Goals
(a) Decide whether each statement agrees with the BDTNS sign-search description, answering yes or no and quoting the words of the description that settle it: (i) The sign NE can be read as ne or as kum₂. (ii) The BDTNS search page currently lets users search for a sequence of signs. (iii) In the sign search, sign readings must follow one fixed transliteration convention.
(b) Recast the listing as a Markdown table with the columns Row and Line. Begin at the first line of the listing and stop after the line that contains "[319, 22, 363, 63]". Omit blank lines and pictures.

Passage to read
------------------------------------------------------------
# Build Sign Search for BDTNS
Goal of this notebook is to search the [BDTNS](http://bdtns.filol.csic.es) data by signs, irrespective of their reading. For instance, the sign NE may be read bi₂, ne, izi, šeŋ₆, kum₂, lam₂, zah₂, etc. It is easy to search for transliteration (and/or metadata) in the [BDTNS](http://bdtns.filol.csic.es) search page, but there is currently no way to search for a sequence of signs. This is useful, in particular, in two situations. 

1. Sumerological transliteration conventions may differ quite substantially between different schools. Thus, lu₂ kin-gi₄-a, {lu₂}kin-gi₄-a, lu₂ kiŋ₂-gi₄-a and {lu₂}kiŋ₂-gi₄-a all represent the same sequence of signs and the same word (meaning 'messenger'), but without knowledge of the particular set of conventions used it may be difficult to guess which search will yield the desired results. In the sign search one may enter sign readings according to any convention recognized by the ORACC Global Sign List ([OGSL](http://oracc.org/ogsl)).
------------------------------------------------------------
[Records contained in a dataset]

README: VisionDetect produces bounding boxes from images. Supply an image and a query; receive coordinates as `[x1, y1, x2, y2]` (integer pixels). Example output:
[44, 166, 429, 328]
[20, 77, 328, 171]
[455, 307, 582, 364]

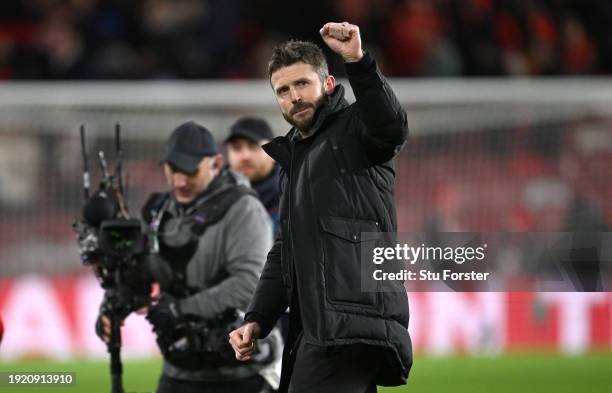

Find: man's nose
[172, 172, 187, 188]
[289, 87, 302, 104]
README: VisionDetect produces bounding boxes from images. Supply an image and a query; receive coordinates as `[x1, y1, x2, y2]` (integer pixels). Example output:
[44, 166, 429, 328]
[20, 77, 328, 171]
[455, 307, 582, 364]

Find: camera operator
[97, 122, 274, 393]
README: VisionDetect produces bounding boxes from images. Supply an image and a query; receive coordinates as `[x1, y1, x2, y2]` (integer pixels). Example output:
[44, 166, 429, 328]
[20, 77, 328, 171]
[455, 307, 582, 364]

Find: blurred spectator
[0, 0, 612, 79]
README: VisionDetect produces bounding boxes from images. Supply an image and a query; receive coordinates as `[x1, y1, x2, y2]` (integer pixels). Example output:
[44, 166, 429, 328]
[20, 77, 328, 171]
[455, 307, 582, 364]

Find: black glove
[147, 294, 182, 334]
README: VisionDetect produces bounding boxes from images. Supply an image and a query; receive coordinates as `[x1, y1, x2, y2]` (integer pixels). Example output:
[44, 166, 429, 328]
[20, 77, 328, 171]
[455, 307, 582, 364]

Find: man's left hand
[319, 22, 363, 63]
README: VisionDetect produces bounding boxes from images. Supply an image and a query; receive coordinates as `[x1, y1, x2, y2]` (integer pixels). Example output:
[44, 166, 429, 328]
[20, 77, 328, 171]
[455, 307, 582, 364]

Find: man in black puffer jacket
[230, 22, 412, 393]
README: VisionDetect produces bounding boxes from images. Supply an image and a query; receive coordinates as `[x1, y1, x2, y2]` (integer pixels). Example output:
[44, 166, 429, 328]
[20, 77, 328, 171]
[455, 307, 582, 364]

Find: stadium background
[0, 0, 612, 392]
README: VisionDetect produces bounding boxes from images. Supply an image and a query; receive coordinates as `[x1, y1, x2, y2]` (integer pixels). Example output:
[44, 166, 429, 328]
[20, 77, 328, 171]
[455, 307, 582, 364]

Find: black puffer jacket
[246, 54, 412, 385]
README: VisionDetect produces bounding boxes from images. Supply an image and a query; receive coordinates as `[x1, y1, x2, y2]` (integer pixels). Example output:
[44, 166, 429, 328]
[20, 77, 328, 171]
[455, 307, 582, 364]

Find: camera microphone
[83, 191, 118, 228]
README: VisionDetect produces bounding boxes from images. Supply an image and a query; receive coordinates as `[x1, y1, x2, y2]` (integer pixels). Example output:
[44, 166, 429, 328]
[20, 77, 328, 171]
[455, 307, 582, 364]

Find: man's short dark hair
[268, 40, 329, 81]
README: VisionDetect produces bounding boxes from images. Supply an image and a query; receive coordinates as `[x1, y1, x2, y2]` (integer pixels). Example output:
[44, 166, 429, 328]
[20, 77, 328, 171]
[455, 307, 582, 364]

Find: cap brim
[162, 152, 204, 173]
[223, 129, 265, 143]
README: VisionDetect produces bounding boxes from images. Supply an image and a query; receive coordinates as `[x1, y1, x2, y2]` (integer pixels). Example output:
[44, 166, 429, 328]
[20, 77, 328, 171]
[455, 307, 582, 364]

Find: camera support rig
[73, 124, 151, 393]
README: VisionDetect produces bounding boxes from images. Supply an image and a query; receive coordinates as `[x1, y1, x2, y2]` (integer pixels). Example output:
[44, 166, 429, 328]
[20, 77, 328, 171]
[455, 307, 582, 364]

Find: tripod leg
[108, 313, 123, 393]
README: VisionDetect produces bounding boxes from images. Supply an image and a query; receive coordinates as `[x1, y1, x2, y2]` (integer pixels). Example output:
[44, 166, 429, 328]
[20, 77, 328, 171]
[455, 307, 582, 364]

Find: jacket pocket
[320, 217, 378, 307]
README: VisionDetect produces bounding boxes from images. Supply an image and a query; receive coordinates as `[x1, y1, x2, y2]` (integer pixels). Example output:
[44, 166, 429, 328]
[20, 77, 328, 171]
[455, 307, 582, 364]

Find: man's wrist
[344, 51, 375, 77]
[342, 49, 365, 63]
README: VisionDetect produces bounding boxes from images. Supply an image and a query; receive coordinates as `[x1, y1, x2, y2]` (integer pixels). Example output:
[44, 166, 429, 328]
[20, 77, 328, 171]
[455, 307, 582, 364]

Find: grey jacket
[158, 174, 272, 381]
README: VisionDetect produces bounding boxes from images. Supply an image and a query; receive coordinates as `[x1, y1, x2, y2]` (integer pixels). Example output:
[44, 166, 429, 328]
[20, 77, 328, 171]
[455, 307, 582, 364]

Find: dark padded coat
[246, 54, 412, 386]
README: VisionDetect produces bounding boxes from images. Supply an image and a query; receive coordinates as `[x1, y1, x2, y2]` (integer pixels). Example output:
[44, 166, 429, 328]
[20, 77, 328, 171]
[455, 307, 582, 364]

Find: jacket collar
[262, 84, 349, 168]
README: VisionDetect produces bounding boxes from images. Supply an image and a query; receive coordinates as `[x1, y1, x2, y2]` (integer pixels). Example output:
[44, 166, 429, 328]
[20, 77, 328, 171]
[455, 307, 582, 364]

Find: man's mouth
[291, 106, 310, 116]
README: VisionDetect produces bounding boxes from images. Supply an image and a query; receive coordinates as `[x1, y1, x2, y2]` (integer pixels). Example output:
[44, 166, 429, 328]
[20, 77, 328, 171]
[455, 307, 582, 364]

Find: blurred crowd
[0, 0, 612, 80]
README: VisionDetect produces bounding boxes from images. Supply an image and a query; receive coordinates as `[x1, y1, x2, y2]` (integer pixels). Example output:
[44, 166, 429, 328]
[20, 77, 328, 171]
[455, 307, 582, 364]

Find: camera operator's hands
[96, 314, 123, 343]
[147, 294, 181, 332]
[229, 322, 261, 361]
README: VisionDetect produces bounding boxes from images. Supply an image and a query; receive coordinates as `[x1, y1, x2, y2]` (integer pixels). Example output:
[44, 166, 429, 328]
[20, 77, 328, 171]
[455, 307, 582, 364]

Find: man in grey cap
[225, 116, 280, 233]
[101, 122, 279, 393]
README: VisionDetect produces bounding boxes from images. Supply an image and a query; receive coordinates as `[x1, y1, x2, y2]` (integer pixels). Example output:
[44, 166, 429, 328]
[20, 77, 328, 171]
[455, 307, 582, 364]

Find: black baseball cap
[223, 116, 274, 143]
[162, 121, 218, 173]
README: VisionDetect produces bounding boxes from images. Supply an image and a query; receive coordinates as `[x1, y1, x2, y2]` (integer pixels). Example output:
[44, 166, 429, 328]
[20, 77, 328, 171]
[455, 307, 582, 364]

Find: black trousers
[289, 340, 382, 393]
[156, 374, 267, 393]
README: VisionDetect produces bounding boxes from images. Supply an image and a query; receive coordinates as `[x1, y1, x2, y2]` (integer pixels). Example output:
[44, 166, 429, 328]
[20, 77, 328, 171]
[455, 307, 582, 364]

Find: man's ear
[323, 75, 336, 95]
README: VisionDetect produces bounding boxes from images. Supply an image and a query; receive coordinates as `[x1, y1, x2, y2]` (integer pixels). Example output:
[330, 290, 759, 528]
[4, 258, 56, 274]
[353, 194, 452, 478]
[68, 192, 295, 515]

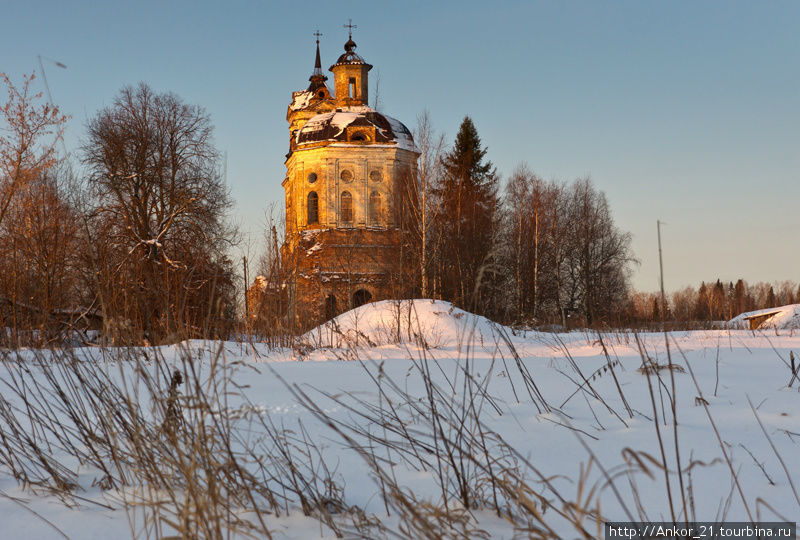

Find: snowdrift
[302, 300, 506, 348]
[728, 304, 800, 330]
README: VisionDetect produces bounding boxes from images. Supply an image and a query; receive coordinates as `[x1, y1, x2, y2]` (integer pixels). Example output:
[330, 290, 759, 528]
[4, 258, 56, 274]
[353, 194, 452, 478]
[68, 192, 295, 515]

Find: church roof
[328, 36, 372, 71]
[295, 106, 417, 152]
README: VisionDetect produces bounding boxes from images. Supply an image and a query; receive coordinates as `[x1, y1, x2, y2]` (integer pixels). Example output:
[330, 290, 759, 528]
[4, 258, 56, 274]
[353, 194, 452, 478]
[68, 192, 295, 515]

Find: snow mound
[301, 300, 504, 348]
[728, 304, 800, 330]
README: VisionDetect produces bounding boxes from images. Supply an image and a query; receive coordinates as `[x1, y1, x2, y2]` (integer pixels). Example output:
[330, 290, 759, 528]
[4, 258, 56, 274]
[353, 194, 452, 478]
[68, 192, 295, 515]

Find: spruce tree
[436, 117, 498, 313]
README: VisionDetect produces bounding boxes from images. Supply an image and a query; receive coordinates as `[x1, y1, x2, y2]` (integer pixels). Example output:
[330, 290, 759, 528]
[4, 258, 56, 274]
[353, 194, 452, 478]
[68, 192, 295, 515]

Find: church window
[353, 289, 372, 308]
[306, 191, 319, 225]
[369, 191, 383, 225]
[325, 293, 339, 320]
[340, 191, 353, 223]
------------------------------------------------------------
Answers for the exercise
(a)
(i) Yes: "the sign NE may be read bi₂, ne, izi, šeŋ₆, kum₂, lam₂, zah₂, etc."
(ii) No: "there is currently no way to search for a sequence of signs"
(iii) No: "one may enter sign readings according to any convention recognized by the ORACC Global Sign List"

(b)
| Row | Line |
|---|---|
| 1 | README: VisionDetect produces bounding boxes from images. Supply an image and a query; receive coordinates as `[x1, y1, x2, y2]` (integer pixels). Example output: |
| 2 | [44, 166, 429, 328] |
| 3 | [20, 77, 328, 171] |
| 4 | [455, 307, 582, 364] |
| 5 | Find: man's nose |
| 6 | [172, 172, 187, 188] |
| 7 | [289, 87, 302, 104] |
| 8 | README: VisionDetect produces bounding boxes from images. Supply an image and a query; receive coordinates as `[x1, y1, x2, y2]` (integer pixels). Example output: |
| 9 | [44, 166, 429, 328] |
| 10 | [20, 77, 328, 171] |
| 11 | [455, 307, 582, 364] |
| 12 | Find: camera operator |
| 13 | [97, 122, 274, 393] |
| 14 | README: VisionDetect produces bounding boxes from images. Supply an image and a query; receive coordinates as `[x1, y1, x2, y2]` (integer pixels). Example output: |
| 15 | [44, 166, 429, 328] |
| 16 | [20, 77, 328, 171] |
| 17 | [455, 307, 582, 364] |
| 18 | Find: blurred spectator |
| 19 | [0, 0, 612, 79] |
| 20 | README: VisionDetect produces bounding boxes from images. Supply an image and a query; receive coordinates as `[x1, y1, x2, y2]` (integer pixels). Example output: |
| 21 | [44, 166, 429, 328] |
| 22 | [20, 77, 328, 171] |
| 23 | [455, 307, 582, 364] |
| 24 | Find: black glove |
| 25 | [147, 294, 182, 334] |
| 26 | README: VisionDetect produces bounding boxes from images. Supply an image and a query; receive coordinates as `[x1, y1, x2, y2]` (integer pixels). Example output: |
| 27 | [44, 166, 429, 328] |
| 28 | [20, 77, 328, 171] |
| 29 | [455, 307, 582, 364] |
| 30 | Find: man's left hand |
| 31 | [319, 22, 363, 63] |